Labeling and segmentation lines

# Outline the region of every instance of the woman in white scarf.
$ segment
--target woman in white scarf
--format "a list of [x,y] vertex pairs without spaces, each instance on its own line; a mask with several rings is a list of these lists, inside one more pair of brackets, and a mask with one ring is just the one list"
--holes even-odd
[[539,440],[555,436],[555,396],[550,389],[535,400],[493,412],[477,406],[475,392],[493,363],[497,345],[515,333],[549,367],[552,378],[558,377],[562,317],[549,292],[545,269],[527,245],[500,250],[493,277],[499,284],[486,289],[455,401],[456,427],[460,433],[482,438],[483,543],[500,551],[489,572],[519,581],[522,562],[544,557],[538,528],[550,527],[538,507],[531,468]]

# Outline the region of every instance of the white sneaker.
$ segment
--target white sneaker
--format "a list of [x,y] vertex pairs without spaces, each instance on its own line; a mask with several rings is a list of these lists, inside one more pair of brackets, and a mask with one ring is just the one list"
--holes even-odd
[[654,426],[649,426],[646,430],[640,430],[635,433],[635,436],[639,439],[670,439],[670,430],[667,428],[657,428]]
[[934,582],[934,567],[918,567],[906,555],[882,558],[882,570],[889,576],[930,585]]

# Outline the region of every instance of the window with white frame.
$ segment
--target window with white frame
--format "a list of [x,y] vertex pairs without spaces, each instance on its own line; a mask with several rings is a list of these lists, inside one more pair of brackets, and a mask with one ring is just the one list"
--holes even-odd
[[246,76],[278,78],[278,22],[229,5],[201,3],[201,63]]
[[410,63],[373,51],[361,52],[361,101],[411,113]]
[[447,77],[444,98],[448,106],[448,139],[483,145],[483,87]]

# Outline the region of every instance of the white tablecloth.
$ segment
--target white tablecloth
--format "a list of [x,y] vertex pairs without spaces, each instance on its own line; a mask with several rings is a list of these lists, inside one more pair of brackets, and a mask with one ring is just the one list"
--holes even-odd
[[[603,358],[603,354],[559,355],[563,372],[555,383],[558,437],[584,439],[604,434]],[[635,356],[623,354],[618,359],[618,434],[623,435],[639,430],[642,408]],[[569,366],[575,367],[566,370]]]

Task details:
Please recast all the lines above as a JSON list of strings, one string per line, leaving out blank lines.

Final answer:
[
  "# Outline the region of every instance of the woman in white scarf.",
  "$ segment",
  "--target woman in white scarf",
  "--format \"a list of [x,y] vertex pairs without spaces, each instance on its own line; a mask with several rings is a list of these lists, inside one more pair of brackets, and a mask with one ring is just the one list\"",
  "--holes even-odd",
  "[[539,440],[555,436],[555,396],[550,389],[535,400],[493,412],[477,406],[475,392],[493,363],[497,345],[515,333],[549,367],[552,378],[558,377],[562,317],[549,292],[545,269],[527,245],[500,250],[493,277],[499,284],[486,289],[455,401],[456,427],[460,433],[482,438],[483,543],[500,551],[489,572],[519,581],[522,562],[544,557],[538,528],[550,527],[538,507],[531,468]]",
  "# Outline the region of every instance of the white sneaker.",
  "$ segment",
  "--target white sneaker",
  "--format \"a list of [x,y] vertex pairs without spaces, each instance on its own line; a mask with several rings is a list of these lists, inside one more pair of brackets, and a mask with one ring is just the one list\"",
  "--holes even-odd",
  "[[654,426],[649,426],[646,430],[640,430],[635,433],[635,436],[639,439],[670,439],[670,430],[667,428],[657,428]]",
  "[[934,582],[934,567],[918,567],[906,555],[882,558],[882,570],[889,576],[930,585]]",
  "# Outline the region of every instance of the window with white frame.",
  "$ segment",
  "--target window with white frame",
  "--format \"a list of [x,y] vertex pairs without spaces, each instance on its own line; a mask with several rings is a list of these lists, inside one more pair of brackets, and a mask with one ring is just the one list\"",
  "--holes even-odd",
  "[[246,76],[278,78],[278,22],[229,5],[201,3],[201,63]]",
  "[[410,63],[373,51],[361,52],[361,101],[411,113]]",
  "[[447,77],[444,98],[448,106],[448,139],[483,145],[483,87]]",
  "# Outline the region of every instance of the white tablecloth.",
  "$ segment",
  "--target white tablecloth",
  "--format \"a list of [x,y] vertex pairs without spaces, each instance on its own line; a mask with several rings is a list of these lists, inside one more pair of brackets, and a mask with one ring is just the one list\"",
  "--holes even-odd",
  "[[[603,358],[603,354],[559,355],[563,372],[555,383],[558,437],[584,439],[604,434]],[[635,356],[623,354],[618,359],[618,434],[623,435],[639,430],[642,408]],[[569,366],[575,367],[566,370]]]"
]